__WHAT YOU WILL DO__
Return each line of the material verbatim.

═══ PROVIDED INFORMATION

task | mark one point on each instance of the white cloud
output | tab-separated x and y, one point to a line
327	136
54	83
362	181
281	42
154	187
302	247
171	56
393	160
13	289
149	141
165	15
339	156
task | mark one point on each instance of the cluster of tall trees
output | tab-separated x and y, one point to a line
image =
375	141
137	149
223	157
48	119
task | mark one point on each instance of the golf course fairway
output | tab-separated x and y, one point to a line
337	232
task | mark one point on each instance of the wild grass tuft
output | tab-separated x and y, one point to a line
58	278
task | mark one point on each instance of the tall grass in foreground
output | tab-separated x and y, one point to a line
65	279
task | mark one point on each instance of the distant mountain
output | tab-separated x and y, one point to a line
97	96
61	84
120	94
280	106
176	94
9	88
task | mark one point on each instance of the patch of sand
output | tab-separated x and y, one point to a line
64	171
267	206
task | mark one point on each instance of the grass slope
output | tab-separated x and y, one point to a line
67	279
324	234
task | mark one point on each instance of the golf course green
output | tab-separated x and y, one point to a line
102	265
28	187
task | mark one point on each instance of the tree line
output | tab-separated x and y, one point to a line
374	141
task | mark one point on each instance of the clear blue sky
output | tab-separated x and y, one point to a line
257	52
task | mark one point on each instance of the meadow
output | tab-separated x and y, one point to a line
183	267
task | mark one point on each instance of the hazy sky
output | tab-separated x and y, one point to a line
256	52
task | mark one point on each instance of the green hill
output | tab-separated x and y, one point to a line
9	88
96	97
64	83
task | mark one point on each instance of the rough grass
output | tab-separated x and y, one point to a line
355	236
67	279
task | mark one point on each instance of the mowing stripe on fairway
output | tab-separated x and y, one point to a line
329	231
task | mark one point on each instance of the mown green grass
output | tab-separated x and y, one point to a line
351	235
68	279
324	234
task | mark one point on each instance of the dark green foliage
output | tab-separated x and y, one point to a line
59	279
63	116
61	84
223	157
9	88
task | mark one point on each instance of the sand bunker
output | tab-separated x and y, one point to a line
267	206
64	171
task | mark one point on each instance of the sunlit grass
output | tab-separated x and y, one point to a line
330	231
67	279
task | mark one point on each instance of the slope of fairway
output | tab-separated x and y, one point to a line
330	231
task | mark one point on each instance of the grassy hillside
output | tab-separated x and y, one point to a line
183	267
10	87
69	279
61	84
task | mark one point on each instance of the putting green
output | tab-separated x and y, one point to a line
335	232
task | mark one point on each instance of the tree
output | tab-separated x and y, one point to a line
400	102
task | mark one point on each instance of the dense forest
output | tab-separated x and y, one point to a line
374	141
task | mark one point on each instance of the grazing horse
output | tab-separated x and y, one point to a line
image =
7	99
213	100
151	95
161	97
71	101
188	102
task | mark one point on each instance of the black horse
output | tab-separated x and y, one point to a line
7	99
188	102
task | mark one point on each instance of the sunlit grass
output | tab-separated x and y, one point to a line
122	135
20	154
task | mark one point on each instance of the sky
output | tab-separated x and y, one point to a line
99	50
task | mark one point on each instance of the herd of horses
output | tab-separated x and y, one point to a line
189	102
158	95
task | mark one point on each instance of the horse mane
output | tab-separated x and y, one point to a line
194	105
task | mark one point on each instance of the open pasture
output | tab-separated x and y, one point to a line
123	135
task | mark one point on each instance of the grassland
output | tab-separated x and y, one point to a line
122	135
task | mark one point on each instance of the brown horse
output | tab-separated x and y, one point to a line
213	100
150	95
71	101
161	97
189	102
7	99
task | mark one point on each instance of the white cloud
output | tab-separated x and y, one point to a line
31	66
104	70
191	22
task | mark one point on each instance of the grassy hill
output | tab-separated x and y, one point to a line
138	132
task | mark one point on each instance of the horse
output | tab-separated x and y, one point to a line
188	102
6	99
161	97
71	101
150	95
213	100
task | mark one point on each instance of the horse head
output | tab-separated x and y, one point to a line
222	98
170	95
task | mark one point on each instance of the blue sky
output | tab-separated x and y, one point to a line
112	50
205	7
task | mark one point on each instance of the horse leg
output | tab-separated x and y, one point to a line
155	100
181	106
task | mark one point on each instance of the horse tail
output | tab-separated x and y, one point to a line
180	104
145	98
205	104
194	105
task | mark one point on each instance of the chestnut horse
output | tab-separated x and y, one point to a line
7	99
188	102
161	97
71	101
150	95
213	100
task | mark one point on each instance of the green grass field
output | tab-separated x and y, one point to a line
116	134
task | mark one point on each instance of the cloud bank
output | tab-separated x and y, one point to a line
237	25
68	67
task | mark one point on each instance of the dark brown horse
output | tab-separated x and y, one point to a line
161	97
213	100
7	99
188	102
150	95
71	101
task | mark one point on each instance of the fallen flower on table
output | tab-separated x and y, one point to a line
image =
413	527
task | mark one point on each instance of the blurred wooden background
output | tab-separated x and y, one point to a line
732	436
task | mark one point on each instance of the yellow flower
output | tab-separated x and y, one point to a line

══════

__CORRECT RESPONSE__
task | mark one point on each instance of the white cloud
output | tab-separated x and y, one point to a line
327	136
54	83
362	181
281	42
154	187
302	247
171	56
393	160
13	289
149	141
165	15
339	156
task | mark one point on each instance of the cluster of tall trees
output | tab-separated x and y, one point to a line
image =
375	141
137	149
223	157
48	119
task | mark one point on each instance of the golf course fairway
output | tab-separated x and y, one point to a line
337	232
task | mark one point on each instance of the wild grass tuft
output | tab-separated x and y, one point to a line
58	278
task | mark one point on each instance of the tall grass in foreground
output | tab-separated x and y, one point to a line
65	279
task | mark one point on each instance of the distant mountain
output | tab-separated x and y, one point to a line
97	96
61	84
120	94
280	106
176	94
9	88
task | mark one point on each instance of the patch of sand
output | tab-separated x and y, one point to a line
64	171
267	206
task | mark one point on each instance of the grass slope
output | tab-separated x and y, one point to a line
67	279
324	234
task | mark one point on each instance of the golf course green
output | tab-separated x and y, one point to a line
102	265
28	187
task | mark one point on each instance of the tree line
output | tab-separated x and y, one point to a line
374	141
task | mark one point on each instance of the clear blue sky
output | tab-separated x and y, one point to a line
257	52
task | mark one point on each instance of the meadow
output | tab-separated x and y, one point to a line
183	267
task | mark one point on each instance of the hazy sky
output | tab-separated x and y, one point to a line
256	52
task | mark one point on each instance of the green hill
output | tab-separated x and y, one point to a line
9	88
96	97
64	83
task | mark one point on each instance of the rough grass
output | tab-separated x and y, one point to a line
355	236
67	279
task | mark one point on each instance of the mowing stripe on fairway
output | tab-separated x and y, one point to a line
329	231
task | mark one point on each instance of the mown green grass
output | tab-separated x and y, one point to a line
351	235
68	279
324	234
task | mark one point on each instance of the dark green foliage
output | tab-separated x and y, one point to a line
59	279
63	116
61	84
223	157
9	88
task | mark one point on each instance of the sand bunker
output | tab-separated x and y, one point to a line
267	206
64	171
task | mark one point on each instance of the sunlit grass
output | tab-separated x and y, one point to a line
330	231
67	279
task | mark one point on each instance of the slope of fairway
output | tab-separated x and y, one point to a line
330	231
task | mark one point on each instance of the grassy hillside
output | tab-separated x and y, one point to a line
183	267
10	87
69	279
61	84
task | mark one point on each instance of the putting green
output | tab-separated x and y, one point to a line
335	232
task | mark one point on each instance of the tree
output | tab-separated x and y, one point to a line
400	102
task | mark one point on each instance of the dense forest
output | tab-separated x and y, one point to a line
374	141
task | mark one point on each instance of the grazing horse
output | tab-separated x and y, one point to a line
image =
7	99
213	100
151	95
161	97
71	101
188	102
task | mark one point on each instance of the black horse
output | tab-separated x and y, one point to a line
7	99
188	102
task | mark one point on each instance of the sunlit grass
output | tab-separated x and y, one point to a line
122	135
20	154
task | mark one point on each instance of the sky
output | tab-separated x and y, one point to a line
99	50
task | mark one point on each instance of the herd of horses
output | tab-separated x and y, one point to a line
189	102
158	95
task | mark one point on each instance of the horse mane
output | tab-separated x and y, one point to a line
194	105
task | mark one point on each instance of the open pasture
output | tab-separated x and y, one point to a line
123	135
task | mark one point on each instance of the grassland
output | tab-separated x and y, one point to a line
122	135
task | mark one point on each instance of the brown horse
output | tab-separated x and y, one point to a line
213	100
150	95
71	101
161	97
189	102
7	99
task | mark one point on each instance of the white cloud
output | tab-separated x and y, one point to a line
31	66
104	70
191	22
task | mark one point on each instance of the grassy hill
output | tab-separated x and y, one point to a line
138	132
task | mark one point on each instance of the horse
output | tab-separated x and y, one point to a line
188	102
6	99
161	97
71	101
150	95
213	100
task | mark one point on each instance of the horse head
output | tab-separated x and y, one point to a line
222	98
170	95
task | mark one point on each instance of the blue sky
output | tab-separated x and y, one point to a line
112	50
205	7
task | mark one point on each instance of the horse leg
output | tab-separated x and y, one point to a line
155	100
181	106
task | mark one point on each instance of the horse tail
output | tab-separated x and y, one point to a line
180	104
145	98
205	104
194	105
task | mark one point on each instance of the chestnut horse
output | tab-separated x and y, one point to a line
7	99
188	102
161	97
71	101
150	95
213	100
task | mark one point on each instance of the green grass field
output | tab-separated x and y, one point to a line
116	134
task | mark one point on each instance of the cloud bank
output | tab-separated x and y, one point to a line
237	25
68	67
task | mark one point on each instance of the dark brown horse
output | tab-separated x and y, one point to a line
161	97
213	100
7	99
188	102
150	95
71	101
task | mark one point on each instance of the fallen flower on table
output | tab-separated x and y, one point to a line
image =
413	527
task | mark one point on each instance of the blurred wooden background
output | tab-separated x and y, one point to a line
732	436
task | mark one point on each instance of the yellow flower
output | tab-separated x and y, one point to a line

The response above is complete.